> [SOURCE DATA]:
>> BEGIN

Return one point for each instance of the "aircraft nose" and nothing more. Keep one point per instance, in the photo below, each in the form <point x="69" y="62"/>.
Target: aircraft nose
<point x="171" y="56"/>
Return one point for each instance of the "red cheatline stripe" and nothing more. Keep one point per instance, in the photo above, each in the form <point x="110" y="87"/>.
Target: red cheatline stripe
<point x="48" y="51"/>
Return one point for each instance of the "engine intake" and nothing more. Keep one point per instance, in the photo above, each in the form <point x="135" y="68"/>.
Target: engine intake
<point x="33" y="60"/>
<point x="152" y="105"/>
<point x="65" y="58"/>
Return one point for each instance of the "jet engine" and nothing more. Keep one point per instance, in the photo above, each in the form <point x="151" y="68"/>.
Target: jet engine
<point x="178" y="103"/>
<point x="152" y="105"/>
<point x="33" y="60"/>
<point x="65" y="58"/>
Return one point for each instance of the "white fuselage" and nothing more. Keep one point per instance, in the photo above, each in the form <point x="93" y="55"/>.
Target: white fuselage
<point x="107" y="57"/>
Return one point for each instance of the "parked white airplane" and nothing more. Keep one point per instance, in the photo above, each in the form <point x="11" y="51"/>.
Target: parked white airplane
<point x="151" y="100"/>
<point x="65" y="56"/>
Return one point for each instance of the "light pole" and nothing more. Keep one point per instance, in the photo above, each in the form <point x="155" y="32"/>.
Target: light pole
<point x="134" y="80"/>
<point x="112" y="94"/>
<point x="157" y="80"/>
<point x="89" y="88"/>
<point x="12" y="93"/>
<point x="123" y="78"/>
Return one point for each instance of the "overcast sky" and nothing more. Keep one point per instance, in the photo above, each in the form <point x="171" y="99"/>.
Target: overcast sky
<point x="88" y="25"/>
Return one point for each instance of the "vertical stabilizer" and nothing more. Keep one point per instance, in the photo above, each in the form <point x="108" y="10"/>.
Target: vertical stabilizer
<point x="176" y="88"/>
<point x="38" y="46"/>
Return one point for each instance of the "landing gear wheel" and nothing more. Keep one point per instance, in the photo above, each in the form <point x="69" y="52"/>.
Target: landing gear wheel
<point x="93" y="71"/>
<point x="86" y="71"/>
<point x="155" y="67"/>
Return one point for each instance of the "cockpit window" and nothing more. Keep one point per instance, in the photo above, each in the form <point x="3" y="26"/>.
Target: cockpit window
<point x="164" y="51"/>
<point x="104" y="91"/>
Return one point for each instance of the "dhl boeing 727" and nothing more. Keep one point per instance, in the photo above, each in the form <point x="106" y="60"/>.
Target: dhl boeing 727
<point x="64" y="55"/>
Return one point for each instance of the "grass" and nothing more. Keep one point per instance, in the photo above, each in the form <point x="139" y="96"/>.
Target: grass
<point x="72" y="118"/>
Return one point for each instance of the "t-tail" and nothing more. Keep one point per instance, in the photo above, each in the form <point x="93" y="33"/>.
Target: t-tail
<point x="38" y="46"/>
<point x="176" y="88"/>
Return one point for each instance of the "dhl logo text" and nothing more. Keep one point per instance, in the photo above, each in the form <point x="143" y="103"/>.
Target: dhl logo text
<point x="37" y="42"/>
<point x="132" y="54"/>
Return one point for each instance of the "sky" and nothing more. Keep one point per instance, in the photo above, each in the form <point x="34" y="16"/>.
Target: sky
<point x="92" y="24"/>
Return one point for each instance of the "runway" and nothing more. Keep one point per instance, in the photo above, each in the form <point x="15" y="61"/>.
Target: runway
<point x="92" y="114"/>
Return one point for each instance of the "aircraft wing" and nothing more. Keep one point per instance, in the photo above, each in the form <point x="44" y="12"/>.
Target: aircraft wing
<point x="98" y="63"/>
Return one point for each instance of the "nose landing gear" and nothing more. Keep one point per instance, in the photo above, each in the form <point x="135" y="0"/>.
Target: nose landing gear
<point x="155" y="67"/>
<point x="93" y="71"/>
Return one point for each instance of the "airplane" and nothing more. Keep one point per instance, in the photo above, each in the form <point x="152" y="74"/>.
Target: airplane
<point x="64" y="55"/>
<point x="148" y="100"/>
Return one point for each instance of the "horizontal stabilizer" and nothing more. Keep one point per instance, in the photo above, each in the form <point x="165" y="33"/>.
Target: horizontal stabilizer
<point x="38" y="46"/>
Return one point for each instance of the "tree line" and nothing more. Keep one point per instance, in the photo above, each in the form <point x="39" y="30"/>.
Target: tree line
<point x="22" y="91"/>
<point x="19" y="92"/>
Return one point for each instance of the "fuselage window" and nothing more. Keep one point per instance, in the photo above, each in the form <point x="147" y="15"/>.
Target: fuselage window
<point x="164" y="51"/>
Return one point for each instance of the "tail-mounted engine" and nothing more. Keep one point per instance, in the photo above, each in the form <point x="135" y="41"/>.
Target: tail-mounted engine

>> END

> [PROBLEM REQUIREMENTS]: Count the lines in the data above that include the string "overcast", and reply with that number alone.

> [RESULT FOR THIS TASK]: 2